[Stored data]
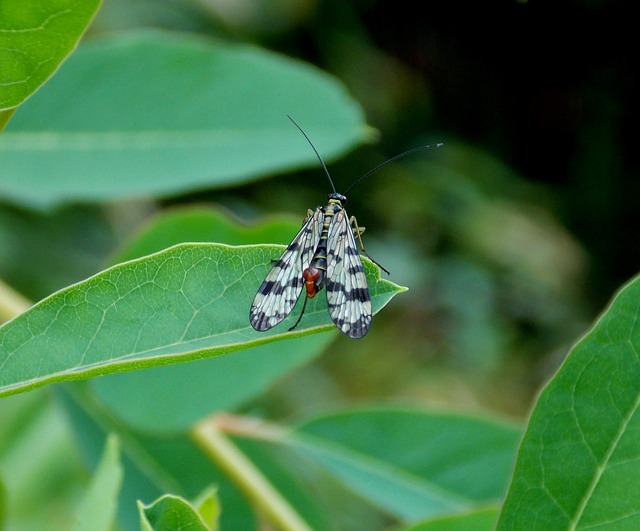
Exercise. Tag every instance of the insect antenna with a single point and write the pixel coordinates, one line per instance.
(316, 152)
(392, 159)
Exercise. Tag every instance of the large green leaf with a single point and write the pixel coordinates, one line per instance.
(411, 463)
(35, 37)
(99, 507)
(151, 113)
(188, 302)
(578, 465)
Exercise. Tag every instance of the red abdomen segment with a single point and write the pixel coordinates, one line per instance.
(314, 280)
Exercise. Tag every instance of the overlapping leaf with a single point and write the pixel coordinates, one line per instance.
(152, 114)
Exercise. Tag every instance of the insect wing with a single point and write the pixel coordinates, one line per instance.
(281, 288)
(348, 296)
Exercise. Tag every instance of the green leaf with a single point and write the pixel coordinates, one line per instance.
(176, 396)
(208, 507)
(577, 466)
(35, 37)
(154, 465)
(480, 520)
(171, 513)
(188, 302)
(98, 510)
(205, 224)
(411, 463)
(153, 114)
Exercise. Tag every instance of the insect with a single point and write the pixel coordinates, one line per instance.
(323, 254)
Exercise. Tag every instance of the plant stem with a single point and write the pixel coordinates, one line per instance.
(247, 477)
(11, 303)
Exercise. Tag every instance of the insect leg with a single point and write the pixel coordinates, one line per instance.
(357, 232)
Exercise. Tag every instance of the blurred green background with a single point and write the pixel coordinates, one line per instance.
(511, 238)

§ **CHALLENGE**: Write out verbatim the lines of the stored data, beginning with the line that contains "Exercise. Tag every instance of the insect with" and continuing through the final line of the stored data, both included.

§ **FINISHED TASK**:
Exercise. Tag every instance of the insect with a single point and write the pixel coordinates, one line per instance.
(323, 254)
Exercise. Tag every instance of the plant stem with a single point and write the pixel coordinates, one line per instance.
(247, 477)
(11, 303)
Exercise. Tag every instance of the insect leg with a single point and write the pixel coordinates, one line per instance.
(357, 232)
Exercise. Tag every instance of the blurred green background with a single point and write the pixel coordinates, one line per instance.
(511, 238)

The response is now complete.